> **Work to be completed**: Output all entries below exactly as they are given.

Collected data
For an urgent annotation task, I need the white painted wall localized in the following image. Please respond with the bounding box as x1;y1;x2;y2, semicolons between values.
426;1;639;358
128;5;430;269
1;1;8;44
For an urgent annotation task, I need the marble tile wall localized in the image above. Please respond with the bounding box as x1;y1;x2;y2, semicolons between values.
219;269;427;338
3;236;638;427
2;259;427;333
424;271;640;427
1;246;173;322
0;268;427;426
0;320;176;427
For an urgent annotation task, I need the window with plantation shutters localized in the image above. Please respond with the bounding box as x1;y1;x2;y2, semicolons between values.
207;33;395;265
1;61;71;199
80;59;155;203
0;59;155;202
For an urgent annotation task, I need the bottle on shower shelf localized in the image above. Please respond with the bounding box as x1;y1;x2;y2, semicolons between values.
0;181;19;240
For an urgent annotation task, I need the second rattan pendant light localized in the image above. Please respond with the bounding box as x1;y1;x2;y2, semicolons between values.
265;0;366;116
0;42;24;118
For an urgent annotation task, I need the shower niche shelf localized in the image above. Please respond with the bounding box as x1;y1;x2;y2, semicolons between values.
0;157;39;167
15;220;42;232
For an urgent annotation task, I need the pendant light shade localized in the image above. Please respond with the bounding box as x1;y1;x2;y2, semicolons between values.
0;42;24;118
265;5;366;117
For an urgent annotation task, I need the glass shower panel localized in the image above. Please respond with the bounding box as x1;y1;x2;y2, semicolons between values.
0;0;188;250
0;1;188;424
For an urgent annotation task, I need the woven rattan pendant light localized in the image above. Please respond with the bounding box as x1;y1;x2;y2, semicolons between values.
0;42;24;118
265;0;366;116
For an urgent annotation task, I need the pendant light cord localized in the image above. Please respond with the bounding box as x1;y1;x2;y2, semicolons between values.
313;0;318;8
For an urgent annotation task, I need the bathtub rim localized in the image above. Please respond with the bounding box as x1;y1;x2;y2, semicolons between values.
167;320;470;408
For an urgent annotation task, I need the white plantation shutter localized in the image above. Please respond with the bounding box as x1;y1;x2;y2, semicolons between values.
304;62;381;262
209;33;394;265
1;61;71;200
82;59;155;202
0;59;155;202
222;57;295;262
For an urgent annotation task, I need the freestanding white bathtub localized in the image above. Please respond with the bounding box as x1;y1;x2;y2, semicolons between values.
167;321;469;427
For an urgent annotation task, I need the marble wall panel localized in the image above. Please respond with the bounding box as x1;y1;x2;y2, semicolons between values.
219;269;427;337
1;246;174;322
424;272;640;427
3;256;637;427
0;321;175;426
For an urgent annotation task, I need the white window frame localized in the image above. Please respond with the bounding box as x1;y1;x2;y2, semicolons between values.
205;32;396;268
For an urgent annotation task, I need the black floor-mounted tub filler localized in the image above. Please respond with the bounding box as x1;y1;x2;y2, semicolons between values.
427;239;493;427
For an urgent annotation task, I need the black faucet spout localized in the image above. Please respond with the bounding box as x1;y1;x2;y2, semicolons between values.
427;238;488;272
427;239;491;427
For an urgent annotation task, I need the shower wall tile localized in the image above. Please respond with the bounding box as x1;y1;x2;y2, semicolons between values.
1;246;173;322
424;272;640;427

> **Expected answer**:
For an urgent annotation task, I need the white painted wall localized in the following image. Please respond with the bounding box as x1;y1;x2;y2, semicolons between values.
426;1;639;358
128;5;430;269
1;1;8;44
For an urgent annotation task, I need the marble tile wall localized in the image above. Please respond with the bounding box as x1;y1;x2;y2, semicolons between values.
219;269;427;338
3;236;638;427
2;259;427;333
424;271;640;427
1;246;173;322
0;268;427;426
0;320;176;427
For an urgent annotation task, I need the window with plantation shutters localized in the image above. Please respond with the bounding box as x1;y1;x2;y2, semicolons between values.
207;33;395;265
1;61;71;199
80;59;155;203
0;59;155;202
For an urgent annotation task, I need the bottle on shower shelf localized in the image above. Please respond with the bounding box as x1;y1;x2;y2, semicolons between values.
0;181;19;240
For an urgent annotation task, I need the second rattan pendant light localized in the image above. Please respond with the bounding box as x1;y1;x2;y2, semicolons between values.
265;0;366;116
0;42;24;118
For an urgent annotation task, I need the shower niche shelf localized in the image above. Please respond with the bounding box as x1;y1;x2;y2, semicolons between values.
0;157;39;167
15;220;42;232
For an urgent annotation task, I need the pendant light shade localized in the image above. Please respond with the bounding box as x1;y1;x2;y2, semicolons between values.
0;42;24;118
265;5;366;117
For an urgent annotation task, I need the glass shower panel localized in the image above. Please respond with the bounding box as x1;y1;x2;y2, semicolons between values.
0;0;188;250
0;1;188;424
For an urgent annotation task, I need the woven rattan pendant light localized in the image above. Please respond with the bounding box as x1;y1;x2;y2, semicolons between values.
0;42;24;118
265;0;366;116
For an urgent annotation task, I need the pendant light cord localized in the image above. Please respond with the bounding box as x1;y1;x2;y2, semicolons between values.
313;0;318;8
For an urgent annotation task, I need the bathtub rim localized in the image above. Please respond with the bounding box as x1;y1;x2;y2, semicolons between values.
167;320;470;408
For an urgent annotation task, I need the white plantation shutter localized in the image above. Please respond with the bounding box as x1;y1;x2;y2, semicolons between values.
304;62;381;262
209;33;394;265
1;61;71;200
82;59;155;202
0;59;155;202
222;57;295;262
For an urgent annotation task, I need the freestanding white bathtub localized in the image above. Please respond with the bounding box as x1;y1;x2;y2, semicolons between values.
167;321;469;427
For an urgent annotation task, I need the marble wall panel localized in the image above. Please respond with the bounding box as x1;y1;x2;y2, semicolons between values.
219;269;427;337
1;246;174;322
424;272;640;427
3;256;637;427
0;321;175;426
For an urgent annotation task, I need the white window frame localized in the image above. Please respond with the bounding box as x1;y1;x2;y2, semicolons between values.
205;32;396;268
For an urgent annotation task, I need the black floor-mounted tub filler localized in the image above. Please respond with the bounding box as x1;y1;x2;y2, semicolons between values.
427;239;493;427
For an urgent annotation task, I need the black faucet spout localized in the image above. Please respond with the bounding box as x1;y1;x2;y2, semicolons between values.
427;238;488;272
427;239;491;427
For an urgent annotation task, I need the shower wall tile localized in the image above. Please respond with the bounding box as x1;y1;x2;y2, semicolons between values.
1;246;173;322
424;272;640;427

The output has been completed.